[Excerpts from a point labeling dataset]
+===+

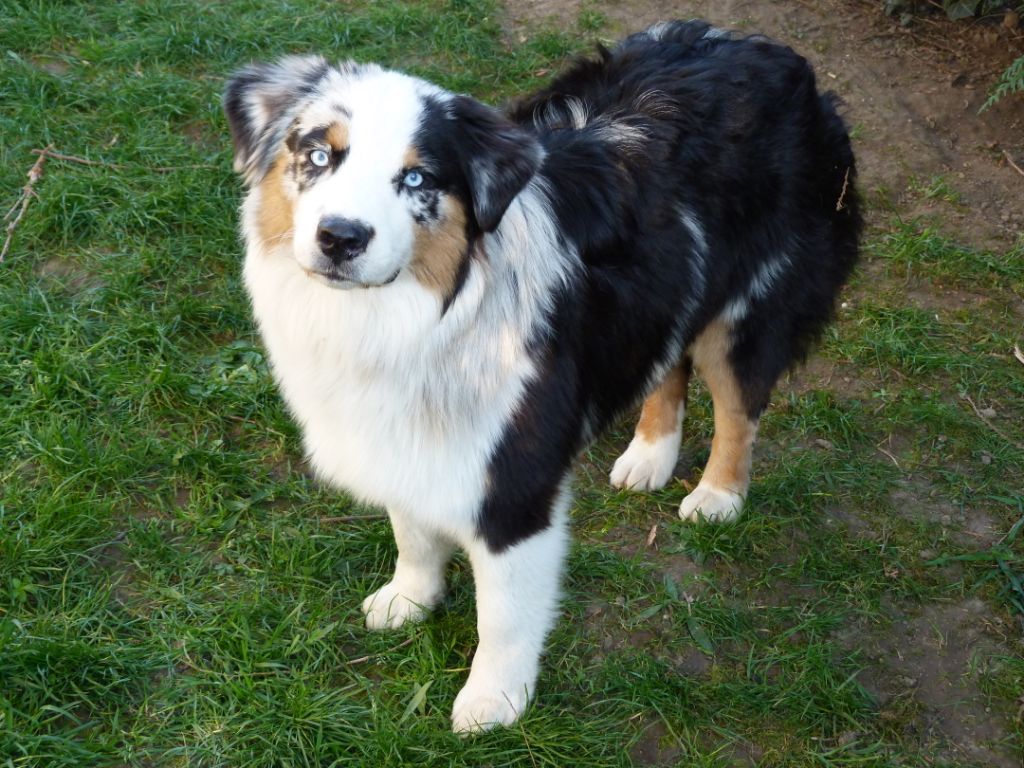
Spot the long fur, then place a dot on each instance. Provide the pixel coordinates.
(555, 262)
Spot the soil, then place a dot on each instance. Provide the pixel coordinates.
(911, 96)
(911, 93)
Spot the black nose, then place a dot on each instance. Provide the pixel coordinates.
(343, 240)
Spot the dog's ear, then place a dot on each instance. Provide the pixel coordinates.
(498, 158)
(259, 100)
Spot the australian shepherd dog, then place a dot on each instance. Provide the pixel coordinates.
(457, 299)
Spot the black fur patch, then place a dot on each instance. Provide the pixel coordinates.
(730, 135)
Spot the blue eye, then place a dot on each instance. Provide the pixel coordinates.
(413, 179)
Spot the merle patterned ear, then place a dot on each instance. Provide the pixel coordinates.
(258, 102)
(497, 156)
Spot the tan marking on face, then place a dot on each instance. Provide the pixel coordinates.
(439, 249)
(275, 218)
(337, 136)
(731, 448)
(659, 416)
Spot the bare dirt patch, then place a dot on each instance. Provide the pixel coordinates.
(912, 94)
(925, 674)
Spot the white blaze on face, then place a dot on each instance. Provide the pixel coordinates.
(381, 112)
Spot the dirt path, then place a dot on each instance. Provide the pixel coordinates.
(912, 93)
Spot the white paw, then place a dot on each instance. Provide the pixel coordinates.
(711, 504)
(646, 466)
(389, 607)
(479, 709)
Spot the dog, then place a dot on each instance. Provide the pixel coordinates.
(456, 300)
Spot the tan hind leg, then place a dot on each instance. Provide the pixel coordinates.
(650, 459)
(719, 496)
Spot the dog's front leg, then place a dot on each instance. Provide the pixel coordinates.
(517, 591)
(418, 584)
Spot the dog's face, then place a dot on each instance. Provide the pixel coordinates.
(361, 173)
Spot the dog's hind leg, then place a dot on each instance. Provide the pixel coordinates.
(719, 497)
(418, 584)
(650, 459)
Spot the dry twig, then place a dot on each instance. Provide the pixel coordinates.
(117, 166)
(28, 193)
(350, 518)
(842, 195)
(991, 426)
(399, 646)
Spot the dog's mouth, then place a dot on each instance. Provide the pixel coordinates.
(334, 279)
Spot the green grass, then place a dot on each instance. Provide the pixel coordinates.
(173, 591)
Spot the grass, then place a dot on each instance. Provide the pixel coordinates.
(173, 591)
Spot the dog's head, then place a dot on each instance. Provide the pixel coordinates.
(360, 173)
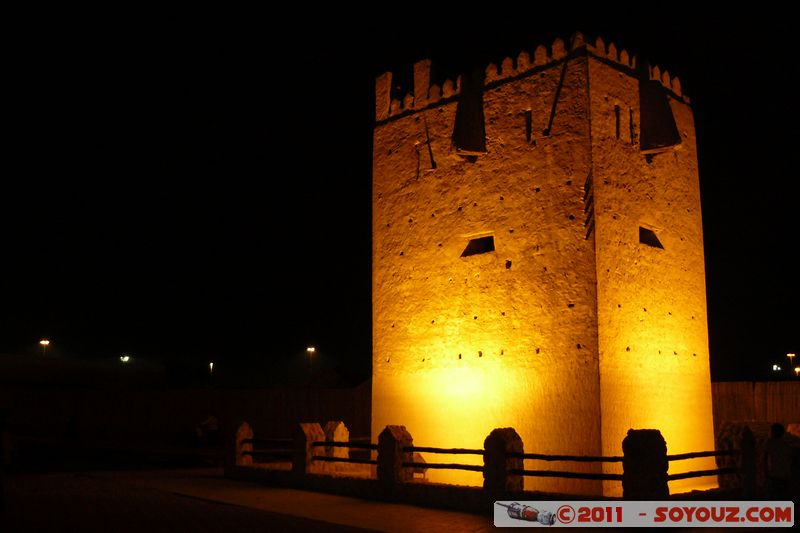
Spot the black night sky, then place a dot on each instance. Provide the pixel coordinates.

+===+

Lay out every line of the material above as a numbered list, skipping any blank lines. Leave the pictures out of the answer.

1. Spot the long fur, then place a dot on each instance. Provide the pixel coordinates.
2. (555, 262)
3. Spot the soil, then place a dot on each instance. Provide the pixel coordinates.
4. (911, 96)
5. (911, 93)
6. Spot the black nose, then place a dot on each instance. Provide the pixel coordinates.
7. (343, 240)
8. Spot the dog's ear, then place a dot on each instance. Provide the pixel coordinates.
9. (498, 158)
10. (259, 100)
11. Spot the australian shepherd dog, then place a dot on each instance. Provide the pixel coordinates.
12. (457, 299)
13. Spot the black fur patch, then place a dot on each instance. Provide the pixel coordinates.
14. (730, 135)
15. Spot the blue eye, then place a dot on each instance. Provide the pixel coordinates.
16. (413, 179)
17. Spot the merle patterned ear, then place a dot on each instance. Provide the pixel coordinates.
18. (258, 102)
19. (497, 156)
20. Spot the tan marking on face, then place a dot on each instance. Provide the pixel coordinates.
21. (439, 249)
22. (275, 218)
23. (337, 136)
24. (731, 448)
25. (659, 416)
26. Spot the bare dirt patch, then place a dot on each instance. Provide the pixel coordinates.
27. (912, 94)
28. (925, 674)
29. Spot the white blaze on face, then place a dot on each instance. Provide the pixel coordinates.
30. (381, 112)
31. Spot the dirt path, then place a dot on each instance. Provide the pixel coordinates.
32. (912, 93)
33. Spot the white paw, then place a dot on each instance. Provide the pixel coordinates.
34. (711, 504)
35. (646, 466)
36. (389, 607)
37. (479, 709)
38. Spot the dog, then place a dot on each instance. Provide the pixel coordinates.
39. (456, 300)
40. Spot the tan hind leg, then place a dot on each instance. Provide the pixel coordinates.
41. (650, 459)
42. (719, 496)
43. Spot the dog's front leg, then place a dot on each instance. Provide the pixel coordinates.
44. (517, 591)
45. (418, 584)
46. Spot the dog's face, then place a dot on each instance. Provide the pixel coordinates.
47. (361, 173)
48. Spot the dog's hind leg, then place a dot on each instance. Provide the pixel coordinates.
49. (719, 497)
50. (418, 584)
51. (650, 459)
52. Spot the dry twig, then place a dot on each instance. Provide the pixel coordinates.
53. (117, 166)
54. (28, 193)
55. (350, 518)
56. (842, 195)
57. (991, 426)
58. (399, 646)
59. Spot the dog's mouth, then place a dot on each instance. Provide the pixel coordinates.
60. (334, 279)
61. Spot the green grass, then place a dot on each instance. Provide the pixel coordinates.
62. (173, 591)
63. Spot the grass, then place a dot on each instance. Provide the pixel coordinates.
64. (173, 591)
65. Spot the dog's head, then place a dot on each instance. Provide the pixel coordinates.
66. (360, 173)
67. Spot the black night sky, then place a dot on each instance. Provide the pixel coordinates.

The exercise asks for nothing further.